## begin THE DATA

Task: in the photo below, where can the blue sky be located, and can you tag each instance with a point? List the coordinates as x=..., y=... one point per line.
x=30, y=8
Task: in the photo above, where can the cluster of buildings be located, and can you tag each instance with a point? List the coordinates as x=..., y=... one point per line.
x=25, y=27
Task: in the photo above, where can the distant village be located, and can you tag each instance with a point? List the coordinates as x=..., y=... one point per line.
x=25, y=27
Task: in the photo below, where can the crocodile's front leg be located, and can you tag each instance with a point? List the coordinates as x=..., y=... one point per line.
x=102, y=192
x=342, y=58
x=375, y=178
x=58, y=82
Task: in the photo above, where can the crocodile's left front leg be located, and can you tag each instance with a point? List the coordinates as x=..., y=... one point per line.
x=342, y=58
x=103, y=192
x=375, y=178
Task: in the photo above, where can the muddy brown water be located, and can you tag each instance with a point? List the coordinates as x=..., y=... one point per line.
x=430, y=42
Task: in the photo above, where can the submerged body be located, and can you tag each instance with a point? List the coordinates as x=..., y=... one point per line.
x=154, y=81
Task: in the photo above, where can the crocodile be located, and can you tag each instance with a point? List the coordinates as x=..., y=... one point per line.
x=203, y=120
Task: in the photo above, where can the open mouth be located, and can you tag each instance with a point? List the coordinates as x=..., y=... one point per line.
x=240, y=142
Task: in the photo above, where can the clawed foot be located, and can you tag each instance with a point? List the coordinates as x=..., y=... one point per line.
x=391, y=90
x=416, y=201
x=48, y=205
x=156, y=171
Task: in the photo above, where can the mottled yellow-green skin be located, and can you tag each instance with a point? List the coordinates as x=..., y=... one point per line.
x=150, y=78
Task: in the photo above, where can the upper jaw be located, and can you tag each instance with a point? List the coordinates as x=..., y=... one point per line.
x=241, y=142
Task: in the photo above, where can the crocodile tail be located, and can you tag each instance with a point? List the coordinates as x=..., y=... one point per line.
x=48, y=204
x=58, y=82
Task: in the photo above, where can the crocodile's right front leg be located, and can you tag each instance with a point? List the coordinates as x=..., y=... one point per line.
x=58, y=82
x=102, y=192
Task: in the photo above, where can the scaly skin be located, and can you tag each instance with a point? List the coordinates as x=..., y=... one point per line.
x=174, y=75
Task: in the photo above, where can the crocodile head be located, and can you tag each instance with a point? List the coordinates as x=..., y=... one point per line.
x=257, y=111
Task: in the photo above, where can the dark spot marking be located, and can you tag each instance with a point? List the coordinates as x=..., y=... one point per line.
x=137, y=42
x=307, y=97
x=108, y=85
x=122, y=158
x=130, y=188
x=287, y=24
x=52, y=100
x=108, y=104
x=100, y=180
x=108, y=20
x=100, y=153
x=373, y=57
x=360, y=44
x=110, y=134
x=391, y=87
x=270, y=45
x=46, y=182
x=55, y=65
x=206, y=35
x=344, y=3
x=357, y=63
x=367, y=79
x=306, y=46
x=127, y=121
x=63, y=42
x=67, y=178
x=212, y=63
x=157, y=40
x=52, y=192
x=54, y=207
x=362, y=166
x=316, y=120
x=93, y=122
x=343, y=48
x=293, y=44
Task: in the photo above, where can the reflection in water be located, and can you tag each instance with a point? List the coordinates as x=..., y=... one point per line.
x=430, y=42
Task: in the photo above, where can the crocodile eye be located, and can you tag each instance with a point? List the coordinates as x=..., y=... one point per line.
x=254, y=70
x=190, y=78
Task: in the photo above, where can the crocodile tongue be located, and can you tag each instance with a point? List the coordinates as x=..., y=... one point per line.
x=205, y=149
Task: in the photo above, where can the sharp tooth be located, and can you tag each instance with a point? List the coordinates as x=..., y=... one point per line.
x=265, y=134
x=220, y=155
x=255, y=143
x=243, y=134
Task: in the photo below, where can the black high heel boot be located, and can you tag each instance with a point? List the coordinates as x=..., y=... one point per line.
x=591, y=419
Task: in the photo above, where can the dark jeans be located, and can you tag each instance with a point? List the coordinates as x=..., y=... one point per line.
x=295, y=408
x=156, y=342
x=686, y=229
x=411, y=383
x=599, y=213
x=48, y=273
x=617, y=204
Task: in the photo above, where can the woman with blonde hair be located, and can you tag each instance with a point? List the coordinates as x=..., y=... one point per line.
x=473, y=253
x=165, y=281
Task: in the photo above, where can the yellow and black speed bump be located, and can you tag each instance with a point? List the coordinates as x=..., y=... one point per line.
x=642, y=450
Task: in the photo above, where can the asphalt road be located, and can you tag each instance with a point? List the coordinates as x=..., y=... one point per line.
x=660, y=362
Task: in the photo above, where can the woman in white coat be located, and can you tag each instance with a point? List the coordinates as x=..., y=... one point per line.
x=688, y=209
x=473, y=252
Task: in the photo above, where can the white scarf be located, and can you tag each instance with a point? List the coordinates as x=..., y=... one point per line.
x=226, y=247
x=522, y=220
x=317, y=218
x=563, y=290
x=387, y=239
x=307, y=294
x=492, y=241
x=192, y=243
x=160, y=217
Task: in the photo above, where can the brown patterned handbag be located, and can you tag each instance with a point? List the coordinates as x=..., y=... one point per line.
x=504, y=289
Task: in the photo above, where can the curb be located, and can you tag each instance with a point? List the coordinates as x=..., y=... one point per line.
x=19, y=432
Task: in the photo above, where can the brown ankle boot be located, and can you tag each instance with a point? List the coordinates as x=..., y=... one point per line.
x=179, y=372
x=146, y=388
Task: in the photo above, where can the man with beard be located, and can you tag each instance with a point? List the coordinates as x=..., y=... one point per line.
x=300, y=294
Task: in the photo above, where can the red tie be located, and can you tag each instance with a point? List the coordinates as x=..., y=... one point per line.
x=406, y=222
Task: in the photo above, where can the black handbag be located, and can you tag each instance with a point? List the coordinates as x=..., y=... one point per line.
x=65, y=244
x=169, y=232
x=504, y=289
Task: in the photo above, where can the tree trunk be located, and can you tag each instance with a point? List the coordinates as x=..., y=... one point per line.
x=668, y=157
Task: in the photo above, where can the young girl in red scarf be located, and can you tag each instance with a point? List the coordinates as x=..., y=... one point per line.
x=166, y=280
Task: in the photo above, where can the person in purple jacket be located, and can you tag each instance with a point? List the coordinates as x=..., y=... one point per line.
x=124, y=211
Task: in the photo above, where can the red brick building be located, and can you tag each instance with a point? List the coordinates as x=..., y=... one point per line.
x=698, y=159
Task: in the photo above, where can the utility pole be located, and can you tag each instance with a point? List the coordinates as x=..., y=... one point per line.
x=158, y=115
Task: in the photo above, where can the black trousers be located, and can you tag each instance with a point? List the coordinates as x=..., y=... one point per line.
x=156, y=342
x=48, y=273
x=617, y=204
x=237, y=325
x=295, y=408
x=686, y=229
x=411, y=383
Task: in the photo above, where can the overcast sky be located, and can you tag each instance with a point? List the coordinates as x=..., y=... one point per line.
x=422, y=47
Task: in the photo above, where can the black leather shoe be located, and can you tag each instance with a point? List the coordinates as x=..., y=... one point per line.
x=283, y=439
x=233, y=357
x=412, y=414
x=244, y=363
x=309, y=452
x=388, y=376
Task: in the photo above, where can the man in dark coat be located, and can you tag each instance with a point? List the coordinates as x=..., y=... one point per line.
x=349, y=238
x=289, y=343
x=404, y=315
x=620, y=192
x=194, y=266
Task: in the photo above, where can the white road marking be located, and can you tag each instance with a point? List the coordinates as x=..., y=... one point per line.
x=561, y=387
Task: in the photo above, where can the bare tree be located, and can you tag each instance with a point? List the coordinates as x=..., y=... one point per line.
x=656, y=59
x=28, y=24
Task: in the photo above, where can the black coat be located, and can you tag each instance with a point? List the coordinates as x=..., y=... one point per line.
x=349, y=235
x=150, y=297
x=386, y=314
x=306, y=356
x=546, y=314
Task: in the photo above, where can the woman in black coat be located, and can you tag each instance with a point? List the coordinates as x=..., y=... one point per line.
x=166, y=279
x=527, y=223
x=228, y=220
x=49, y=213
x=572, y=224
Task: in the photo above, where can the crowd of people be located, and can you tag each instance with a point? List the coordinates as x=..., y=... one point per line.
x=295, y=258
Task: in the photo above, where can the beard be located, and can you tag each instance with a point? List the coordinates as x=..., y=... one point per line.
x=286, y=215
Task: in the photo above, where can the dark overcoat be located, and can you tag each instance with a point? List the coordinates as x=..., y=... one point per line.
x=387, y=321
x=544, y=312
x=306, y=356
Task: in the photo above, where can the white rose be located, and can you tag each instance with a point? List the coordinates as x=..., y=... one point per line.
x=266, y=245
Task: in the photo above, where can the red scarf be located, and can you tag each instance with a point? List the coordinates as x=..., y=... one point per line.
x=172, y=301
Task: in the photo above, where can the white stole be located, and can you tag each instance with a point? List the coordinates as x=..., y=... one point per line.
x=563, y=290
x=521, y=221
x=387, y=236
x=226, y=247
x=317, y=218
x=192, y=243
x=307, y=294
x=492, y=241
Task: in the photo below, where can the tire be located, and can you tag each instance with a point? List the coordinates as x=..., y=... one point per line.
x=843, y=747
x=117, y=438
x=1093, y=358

## end THE DATA

• **TASK PROMPT**
Please rescale the entries from the line with "Task: in the photo above, where can the bare" up to and including the line with "x=546, y=314". Write out every one of those lines again, multiplying each answer coordinate by 1.65 and rounding to a whole number with halves going up, and leave everything else unchanged.

• **RESPONSE**
Task: in the photo above, where can the bare tree be located, and can you tag each instance with a point? List the coordinates as x=..., y=... one point per line.
x=1082, y=97
x=46, y=40
Task: in the photo above, where can the black coat be located, and can you tag each instance with a point? List the coordinates as x=..., y=... one point per line.
x=576, y=388
x=248, y=490
x=637, y=518
x=505, y=587
x=901, y=518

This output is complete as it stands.